── DOCUMENT SECTION

[ExI] New IP thread

Rafal Smigrodzki rafal.smigrodzki at gmail.com
Wed Jul 21 20:26:43 UTC 2010


On Tue, Jul 20, 2010 at 12:24 PM, Damien Sullivan
<phoenix at ugcs.caltech.edu> wrote:
> On Mon, Jul 19, 2010 at 03:56:25AM -0400, Rafal Smigrodzki wrote:
>
>> I can only advise to try to approach the problem of IP not from a
>> first-person perspective but to start with a comparative analysis of
>> efficiency of various hypothetical laws, given a range of plausible
>
> Efficiency at what?

### Achievement of goals. See definition of efficiency.

---------------------------------------

>
> IP laws encourage the creation of patentable and copyrightable items, so
> are efficient at that.  But they introduce inefficiencies --
> increasingly large inefficiencies -- in the use of ideas, including
> derivation from old ideas.

### No, properly used IP does not inhibit derivation from old ideas.
IP laws require disclosure of what is claimed, thus actually enabling
derivation where otherwise ideas would be kept secret, or would not be
generated in the first place.

-------------------------------------------
>
>> P.S. An interesting thought occurred to me - compare a society where
>> all thoughts of every individual are open to control by other
>> individuals (unless specifically protected from external control), vs.
>> a society where all individual thoughts are protected from other
>> individuals (unless specifically excluded from protection). Draw
>> parallels with operating systems that allow any program to execute any
>> operations on the code of another program, unless specifically
>> proscribed, vs. systems that generally prevent programs from modifying
>> each other, unless specifically allowed. Which operating system is
>> more robust? This is a good starting point to thinking about the deep
>> underpinnings of IP law.

────
── DATA SUPPLIED

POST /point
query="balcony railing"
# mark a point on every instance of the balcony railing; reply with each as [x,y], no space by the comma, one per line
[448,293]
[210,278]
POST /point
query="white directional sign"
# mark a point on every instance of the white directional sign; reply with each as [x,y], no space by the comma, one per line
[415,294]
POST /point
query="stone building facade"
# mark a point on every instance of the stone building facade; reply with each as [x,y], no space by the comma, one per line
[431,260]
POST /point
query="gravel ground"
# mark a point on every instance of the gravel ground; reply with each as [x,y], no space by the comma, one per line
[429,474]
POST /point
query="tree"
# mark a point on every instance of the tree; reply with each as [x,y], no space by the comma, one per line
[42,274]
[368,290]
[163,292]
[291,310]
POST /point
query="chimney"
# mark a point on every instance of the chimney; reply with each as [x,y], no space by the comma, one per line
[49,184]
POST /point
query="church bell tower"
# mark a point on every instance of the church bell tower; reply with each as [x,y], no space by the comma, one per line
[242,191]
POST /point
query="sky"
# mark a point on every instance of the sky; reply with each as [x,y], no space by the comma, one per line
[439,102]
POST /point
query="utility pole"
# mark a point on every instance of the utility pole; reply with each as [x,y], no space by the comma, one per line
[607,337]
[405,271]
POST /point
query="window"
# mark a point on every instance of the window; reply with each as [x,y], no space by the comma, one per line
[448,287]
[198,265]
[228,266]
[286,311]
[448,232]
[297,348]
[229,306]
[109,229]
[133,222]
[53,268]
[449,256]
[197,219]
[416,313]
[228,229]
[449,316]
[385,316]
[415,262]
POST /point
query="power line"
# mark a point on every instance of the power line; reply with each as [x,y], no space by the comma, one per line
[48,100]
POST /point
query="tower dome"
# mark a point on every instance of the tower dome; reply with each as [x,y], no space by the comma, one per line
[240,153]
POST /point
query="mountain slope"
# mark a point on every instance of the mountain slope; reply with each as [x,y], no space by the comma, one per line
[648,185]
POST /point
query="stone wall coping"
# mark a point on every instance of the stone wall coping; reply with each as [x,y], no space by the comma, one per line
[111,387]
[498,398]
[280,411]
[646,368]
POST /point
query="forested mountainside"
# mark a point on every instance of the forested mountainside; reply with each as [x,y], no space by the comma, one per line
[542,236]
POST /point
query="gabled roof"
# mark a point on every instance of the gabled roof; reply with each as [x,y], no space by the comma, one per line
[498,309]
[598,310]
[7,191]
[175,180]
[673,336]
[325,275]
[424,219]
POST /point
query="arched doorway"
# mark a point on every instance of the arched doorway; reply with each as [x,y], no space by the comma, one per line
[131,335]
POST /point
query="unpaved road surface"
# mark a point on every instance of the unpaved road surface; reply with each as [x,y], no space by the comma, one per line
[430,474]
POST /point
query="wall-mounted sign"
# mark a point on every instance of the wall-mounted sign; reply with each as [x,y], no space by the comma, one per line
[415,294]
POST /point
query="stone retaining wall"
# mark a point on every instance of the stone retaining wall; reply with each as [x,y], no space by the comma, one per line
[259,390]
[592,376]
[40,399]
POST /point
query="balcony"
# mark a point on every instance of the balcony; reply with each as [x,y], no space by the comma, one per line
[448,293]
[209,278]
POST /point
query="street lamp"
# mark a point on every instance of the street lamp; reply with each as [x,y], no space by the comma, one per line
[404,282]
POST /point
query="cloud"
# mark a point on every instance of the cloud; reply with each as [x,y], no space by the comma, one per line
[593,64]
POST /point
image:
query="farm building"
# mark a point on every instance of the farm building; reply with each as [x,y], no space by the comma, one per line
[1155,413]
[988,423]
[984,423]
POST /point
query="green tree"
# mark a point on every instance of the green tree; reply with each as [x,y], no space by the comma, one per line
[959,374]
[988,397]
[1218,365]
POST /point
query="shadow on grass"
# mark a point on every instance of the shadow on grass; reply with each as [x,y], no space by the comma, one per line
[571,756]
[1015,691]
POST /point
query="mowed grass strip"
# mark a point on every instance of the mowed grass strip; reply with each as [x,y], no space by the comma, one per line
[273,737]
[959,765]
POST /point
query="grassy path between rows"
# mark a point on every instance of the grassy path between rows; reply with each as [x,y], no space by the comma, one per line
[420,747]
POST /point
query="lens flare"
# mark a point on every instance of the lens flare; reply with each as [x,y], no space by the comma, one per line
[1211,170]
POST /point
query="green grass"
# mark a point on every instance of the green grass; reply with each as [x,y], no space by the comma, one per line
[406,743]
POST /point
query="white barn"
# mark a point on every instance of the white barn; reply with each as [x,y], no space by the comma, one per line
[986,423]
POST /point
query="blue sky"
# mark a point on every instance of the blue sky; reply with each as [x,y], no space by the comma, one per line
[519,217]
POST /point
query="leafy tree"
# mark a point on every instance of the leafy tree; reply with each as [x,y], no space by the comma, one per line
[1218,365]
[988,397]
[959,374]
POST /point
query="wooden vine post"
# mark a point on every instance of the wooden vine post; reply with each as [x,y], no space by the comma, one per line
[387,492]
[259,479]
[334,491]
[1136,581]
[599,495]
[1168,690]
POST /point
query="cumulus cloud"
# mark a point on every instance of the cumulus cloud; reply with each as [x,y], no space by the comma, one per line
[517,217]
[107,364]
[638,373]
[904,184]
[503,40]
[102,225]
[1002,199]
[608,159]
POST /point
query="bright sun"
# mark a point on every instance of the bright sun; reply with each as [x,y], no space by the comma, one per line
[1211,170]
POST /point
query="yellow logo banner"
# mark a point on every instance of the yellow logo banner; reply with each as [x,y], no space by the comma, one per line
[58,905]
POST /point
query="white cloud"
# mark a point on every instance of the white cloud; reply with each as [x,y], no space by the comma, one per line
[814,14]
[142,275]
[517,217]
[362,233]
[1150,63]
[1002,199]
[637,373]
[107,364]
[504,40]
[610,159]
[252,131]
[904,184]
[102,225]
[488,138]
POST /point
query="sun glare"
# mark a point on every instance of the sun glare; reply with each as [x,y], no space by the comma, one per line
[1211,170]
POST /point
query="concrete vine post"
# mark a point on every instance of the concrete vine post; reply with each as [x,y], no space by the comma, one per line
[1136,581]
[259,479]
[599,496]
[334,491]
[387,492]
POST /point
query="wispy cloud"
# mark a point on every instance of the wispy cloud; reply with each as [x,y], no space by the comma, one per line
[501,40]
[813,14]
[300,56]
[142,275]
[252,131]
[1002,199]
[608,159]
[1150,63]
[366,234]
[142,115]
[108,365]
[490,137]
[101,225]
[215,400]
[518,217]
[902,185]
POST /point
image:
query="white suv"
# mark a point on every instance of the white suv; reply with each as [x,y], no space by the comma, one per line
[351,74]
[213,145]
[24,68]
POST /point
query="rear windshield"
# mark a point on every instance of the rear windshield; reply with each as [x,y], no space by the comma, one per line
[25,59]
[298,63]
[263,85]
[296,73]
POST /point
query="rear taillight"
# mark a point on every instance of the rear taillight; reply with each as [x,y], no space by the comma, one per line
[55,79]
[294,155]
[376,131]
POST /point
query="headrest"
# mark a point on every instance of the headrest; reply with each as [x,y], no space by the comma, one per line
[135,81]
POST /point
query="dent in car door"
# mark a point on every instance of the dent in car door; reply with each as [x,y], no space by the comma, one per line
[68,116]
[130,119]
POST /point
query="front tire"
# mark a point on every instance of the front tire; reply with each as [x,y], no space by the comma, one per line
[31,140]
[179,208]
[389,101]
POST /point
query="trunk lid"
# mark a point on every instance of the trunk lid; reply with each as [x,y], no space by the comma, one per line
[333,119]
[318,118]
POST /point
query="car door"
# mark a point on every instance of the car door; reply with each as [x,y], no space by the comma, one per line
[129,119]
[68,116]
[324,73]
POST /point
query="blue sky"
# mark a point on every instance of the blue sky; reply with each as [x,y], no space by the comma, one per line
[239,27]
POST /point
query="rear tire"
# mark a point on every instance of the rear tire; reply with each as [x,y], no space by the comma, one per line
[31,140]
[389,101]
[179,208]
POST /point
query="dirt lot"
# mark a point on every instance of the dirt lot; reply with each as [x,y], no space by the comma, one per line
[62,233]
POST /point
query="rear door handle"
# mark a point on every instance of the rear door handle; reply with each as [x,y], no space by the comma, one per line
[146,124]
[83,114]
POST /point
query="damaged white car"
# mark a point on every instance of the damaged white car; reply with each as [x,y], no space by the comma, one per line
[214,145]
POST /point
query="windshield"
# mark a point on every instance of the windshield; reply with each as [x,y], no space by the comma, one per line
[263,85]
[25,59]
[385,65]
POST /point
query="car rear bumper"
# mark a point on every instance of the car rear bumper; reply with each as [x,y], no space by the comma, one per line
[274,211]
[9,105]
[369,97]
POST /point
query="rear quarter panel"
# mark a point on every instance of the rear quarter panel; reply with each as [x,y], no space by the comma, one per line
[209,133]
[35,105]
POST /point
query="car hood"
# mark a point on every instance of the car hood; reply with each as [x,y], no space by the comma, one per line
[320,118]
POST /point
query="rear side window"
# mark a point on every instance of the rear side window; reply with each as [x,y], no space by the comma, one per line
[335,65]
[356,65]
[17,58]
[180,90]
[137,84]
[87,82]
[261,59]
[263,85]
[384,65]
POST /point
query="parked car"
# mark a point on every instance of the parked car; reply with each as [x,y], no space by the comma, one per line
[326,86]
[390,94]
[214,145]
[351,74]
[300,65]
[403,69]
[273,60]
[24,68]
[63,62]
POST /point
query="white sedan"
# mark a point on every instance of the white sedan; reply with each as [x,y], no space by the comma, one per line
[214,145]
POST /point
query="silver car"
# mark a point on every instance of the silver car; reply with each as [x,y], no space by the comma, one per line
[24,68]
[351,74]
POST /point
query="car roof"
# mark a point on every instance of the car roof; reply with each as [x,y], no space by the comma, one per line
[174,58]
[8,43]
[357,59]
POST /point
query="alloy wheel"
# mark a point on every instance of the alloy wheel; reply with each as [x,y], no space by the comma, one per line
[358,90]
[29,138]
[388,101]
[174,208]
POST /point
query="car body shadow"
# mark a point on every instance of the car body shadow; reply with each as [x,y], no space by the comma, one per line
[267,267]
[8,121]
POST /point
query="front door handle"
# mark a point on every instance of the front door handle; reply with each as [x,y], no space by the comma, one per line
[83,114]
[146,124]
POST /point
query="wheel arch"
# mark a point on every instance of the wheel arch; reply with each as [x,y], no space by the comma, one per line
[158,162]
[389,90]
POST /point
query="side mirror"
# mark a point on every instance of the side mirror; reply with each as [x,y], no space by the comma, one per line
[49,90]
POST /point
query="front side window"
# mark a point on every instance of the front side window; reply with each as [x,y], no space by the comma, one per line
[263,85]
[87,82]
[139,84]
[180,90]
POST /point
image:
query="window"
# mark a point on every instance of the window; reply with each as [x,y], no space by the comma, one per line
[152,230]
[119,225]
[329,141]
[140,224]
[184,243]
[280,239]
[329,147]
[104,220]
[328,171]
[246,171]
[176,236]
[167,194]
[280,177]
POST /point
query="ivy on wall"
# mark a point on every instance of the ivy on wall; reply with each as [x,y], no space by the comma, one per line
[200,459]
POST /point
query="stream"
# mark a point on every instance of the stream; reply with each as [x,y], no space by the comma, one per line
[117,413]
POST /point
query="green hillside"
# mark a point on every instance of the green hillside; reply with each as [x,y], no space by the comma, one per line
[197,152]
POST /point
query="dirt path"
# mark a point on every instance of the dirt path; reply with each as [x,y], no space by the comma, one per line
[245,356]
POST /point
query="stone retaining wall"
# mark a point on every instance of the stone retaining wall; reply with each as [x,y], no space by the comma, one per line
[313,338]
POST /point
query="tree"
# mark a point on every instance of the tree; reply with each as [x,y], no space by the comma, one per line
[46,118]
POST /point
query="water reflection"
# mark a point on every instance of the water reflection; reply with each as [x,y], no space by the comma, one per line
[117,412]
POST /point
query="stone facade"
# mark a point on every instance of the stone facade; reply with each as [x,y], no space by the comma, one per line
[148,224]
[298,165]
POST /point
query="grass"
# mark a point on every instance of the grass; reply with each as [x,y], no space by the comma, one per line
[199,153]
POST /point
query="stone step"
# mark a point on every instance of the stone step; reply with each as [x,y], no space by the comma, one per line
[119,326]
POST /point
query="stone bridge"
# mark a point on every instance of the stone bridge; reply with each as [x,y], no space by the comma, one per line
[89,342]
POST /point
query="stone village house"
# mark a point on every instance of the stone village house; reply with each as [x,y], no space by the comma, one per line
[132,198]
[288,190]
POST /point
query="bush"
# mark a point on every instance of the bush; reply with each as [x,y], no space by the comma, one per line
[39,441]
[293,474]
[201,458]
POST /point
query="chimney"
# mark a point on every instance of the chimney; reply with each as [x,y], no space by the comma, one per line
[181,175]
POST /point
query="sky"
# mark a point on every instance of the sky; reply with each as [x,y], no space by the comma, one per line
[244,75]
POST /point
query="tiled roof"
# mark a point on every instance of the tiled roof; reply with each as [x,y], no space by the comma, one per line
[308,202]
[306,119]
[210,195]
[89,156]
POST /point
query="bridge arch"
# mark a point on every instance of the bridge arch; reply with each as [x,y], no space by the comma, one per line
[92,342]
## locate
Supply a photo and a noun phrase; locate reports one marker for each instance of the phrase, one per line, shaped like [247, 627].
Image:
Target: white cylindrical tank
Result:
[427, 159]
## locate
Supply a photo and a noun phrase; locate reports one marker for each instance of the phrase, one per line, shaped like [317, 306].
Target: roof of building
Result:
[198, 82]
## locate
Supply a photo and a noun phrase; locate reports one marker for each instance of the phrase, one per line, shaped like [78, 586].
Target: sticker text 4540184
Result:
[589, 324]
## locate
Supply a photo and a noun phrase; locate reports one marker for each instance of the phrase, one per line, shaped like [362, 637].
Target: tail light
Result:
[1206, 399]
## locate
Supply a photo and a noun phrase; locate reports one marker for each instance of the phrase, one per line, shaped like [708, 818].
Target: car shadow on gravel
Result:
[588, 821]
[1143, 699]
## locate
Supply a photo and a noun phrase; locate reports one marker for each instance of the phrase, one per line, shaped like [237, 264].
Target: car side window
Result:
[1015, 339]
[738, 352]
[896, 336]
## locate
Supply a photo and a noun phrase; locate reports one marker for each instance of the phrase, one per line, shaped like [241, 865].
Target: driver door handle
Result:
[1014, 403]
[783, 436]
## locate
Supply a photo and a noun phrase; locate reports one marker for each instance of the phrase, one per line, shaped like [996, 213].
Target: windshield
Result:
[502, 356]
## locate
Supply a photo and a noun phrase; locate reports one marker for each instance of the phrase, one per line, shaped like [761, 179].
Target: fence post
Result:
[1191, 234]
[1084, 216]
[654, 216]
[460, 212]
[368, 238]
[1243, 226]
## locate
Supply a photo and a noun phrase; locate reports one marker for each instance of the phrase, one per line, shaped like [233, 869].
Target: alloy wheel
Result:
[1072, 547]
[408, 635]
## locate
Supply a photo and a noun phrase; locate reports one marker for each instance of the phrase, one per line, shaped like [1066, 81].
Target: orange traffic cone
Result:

────

→ **PARTS OF THE EXERCISE**:
[1] In the mailing list post, what do IP laws require of what is claimed?
[2] Please report every line of the rows that contains the string "silver", matching case exactly.

→ **SOLUTIONS PER TASK**:
[1] Disclosure.

[2]
query="silver car"
# mark a point on every instance of the silver car; reply with each as [x,y], no space by the comma, one per line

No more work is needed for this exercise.